Goal A:
From the passage on no-fault divorce, quote the text starting with "A three-member subcommittee" and going on through "has on children.".

No-fault divorce is a critical tool for abused spouses, and/or children being abused by one parent, but there is a segment of the population—insert a Venn diagram overlaying homophobic conservatives and MRAs—that routinely mischaracterizes no-fault divorce as a mechanism of egregious selfishness favored by capricious, man-hating, vengeful mothers who don't care about their children. So we get stupid Think of the Children! rationalizations for trying to unwind a key legal victory for abused women and children. (And men, too.)

A three-member subcommittee debated the bill today. Representative Tedd Gassman, a Republican from Scarville, said he's concerned about the negative impact divorce has on children.

"In my opinion, it's time to look out for the children instead of constantly worrying about the adults," Gassman said.
And naturally, what Gassman means by "look[ing] out for the children" is tasking fathers with policing their daughters' sexuality, so they don't become dirty sluts.
"This basically is an attempt on my part to keep fathers in the home," Gassman said. "I sincerely believe that the family is the foundation of this nation and this nation will go the direction of our families. If our families break up, so will this nation."

…Representative Gassman said the issue is "near and dear" to his heart because his daughter and son-in-law recently divorced, putting his granddaughter at risk.

"There's a 16-year-old girl in this whole mix now. Guess what? What are the possibilities of her being more promiscuous?" Gassman said. "What are the possibilities of all these other things surrounding her life that a 16-year-old girl, with hormones raging, can get herself into?"

Recorded data
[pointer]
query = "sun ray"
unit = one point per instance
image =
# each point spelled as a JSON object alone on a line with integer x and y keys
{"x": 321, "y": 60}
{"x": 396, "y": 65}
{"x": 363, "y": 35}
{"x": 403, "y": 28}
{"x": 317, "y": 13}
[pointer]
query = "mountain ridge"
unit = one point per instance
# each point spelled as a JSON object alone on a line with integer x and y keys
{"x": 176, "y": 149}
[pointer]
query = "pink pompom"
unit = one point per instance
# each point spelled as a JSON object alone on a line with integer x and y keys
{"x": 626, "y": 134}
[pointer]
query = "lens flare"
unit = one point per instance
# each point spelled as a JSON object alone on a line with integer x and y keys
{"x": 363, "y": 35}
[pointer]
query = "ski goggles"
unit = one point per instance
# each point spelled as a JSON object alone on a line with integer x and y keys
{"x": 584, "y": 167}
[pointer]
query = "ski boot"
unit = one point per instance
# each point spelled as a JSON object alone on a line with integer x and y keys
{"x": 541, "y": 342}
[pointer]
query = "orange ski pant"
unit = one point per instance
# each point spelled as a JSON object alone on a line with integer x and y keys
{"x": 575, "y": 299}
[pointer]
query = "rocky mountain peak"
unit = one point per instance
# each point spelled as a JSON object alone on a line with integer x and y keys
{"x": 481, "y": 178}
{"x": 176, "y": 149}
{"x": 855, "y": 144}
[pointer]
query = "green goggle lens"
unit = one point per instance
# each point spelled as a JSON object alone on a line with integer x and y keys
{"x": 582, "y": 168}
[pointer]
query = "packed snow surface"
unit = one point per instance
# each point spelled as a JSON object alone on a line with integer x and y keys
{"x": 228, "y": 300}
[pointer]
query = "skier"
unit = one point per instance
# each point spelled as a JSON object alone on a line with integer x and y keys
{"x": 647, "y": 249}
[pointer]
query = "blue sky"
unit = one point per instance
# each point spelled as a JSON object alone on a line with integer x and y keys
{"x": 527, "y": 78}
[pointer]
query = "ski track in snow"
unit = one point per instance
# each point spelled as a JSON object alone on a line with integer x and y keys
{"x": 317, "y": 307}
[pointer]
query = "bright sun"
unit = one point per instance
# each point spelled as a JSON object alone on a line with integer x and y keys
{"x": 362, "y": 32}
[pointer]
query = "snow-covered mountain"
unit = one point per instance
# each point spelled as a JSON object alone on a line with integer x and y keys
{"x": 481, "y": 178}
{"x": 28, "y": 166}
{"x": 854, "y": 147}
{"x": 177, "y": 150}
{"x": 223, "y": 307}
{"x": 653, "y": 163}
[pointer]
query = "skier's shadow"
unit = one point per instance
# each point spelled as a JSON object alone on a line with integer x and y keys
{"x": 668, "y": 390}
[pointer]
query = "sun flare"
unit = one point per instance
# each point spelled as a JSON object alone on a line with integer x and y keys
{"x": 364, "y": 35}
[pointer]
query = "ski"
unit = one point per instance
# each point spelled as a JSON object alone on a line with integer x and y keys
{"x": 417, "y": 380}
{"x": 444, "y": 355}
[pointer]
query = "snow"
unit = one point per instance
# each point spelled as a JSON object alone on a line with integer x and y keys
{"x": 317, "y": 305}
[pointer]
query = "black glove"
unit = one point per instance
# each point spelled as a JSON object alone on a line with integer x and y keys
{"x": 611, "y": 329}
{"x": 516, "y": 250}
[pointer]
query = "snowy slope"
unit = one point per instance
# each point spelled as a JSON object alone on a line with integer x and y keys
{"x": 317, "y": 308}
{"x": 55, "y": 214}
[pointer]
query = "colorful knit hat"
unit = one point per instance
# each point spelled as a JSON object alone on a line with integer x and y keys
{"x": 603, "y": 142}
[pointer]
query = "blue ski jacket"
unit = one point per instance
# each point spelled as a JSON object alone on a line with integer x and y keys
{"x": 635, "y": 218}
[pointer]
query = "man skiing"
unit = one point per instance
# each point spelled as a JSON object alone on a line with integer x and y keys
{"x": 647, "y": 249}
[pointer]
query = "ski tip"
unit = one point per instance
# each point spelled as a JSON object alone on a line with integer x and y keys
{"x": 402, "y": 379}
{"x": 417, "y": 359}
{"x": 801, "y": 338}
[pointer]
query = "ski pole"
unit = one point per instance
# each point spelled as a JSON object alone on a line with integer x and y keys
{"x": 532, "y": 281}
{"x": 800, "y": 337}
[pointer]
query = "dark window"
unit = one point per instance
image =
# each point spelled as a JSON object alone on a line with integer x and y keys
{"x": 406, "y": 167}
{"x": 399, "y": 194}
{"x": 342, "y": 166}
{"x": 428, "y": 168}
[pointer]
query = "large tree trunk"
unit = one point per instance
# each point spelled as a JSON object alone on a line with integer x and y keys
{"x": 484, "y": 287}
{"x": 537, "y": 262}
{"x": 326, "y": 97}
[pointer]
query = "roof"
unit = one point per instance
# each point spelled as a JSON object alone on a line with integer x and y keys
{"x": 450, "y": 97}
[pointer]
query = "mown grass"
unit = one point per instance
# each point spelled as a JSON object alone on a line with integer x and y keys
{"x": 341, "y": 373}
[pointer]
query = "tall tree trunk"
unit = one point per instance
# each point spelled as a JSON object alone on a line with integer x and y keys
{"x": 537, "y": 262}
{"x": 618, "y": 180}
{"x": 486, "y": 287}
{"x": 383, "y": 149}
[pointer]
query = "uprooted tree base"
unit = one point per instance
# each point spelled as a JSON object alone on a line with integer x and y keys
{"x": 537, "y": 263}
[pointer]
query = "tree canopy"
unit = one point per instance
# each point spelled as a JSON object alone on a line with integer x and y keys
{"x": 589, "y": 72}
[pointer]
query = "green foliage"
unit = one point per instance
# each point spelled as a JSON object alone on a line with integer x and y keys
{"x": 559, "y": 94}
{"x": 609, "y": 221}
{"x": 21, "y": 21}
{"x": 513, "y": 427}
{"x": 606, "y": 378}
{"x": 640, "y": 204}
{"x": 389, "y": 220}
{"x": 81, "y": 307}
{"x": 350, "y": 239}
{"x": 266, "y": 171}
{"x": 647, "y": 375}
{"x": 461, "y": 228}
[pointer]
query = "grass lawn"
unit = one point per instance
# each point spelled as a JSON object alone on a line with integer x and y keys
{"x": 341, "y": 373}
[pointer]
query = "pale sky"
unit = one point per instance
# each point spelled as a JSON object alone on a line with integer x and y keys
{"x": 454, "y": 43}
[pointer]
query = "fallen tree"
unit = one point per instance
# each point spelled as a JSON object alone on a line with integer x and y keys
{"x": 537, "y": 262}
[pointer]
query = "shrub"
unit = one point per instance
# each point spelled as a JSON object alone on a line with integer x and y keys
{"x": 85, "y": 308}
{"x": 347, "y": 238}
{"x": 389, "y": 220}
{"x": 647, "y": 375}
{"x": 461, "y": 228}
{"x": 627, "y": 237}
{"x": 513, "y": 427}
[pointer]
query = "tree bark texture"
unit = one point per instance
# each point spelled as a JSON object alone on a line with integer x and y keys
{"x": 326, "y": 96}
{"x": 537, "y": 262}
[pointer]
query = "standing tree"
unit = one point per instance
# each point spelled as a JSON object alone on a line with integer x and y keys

Goal B:
Extract each line of the listing above that contains the word "blue".

Correct result A:
A three-member subcommittee debated the bill today. Representative Tedd Gassman, a Republican from Scarville, said he's concerned about the negative impact divorce has on children.

Correct result B:
query = "blue sky"
query = "blue ski jacket"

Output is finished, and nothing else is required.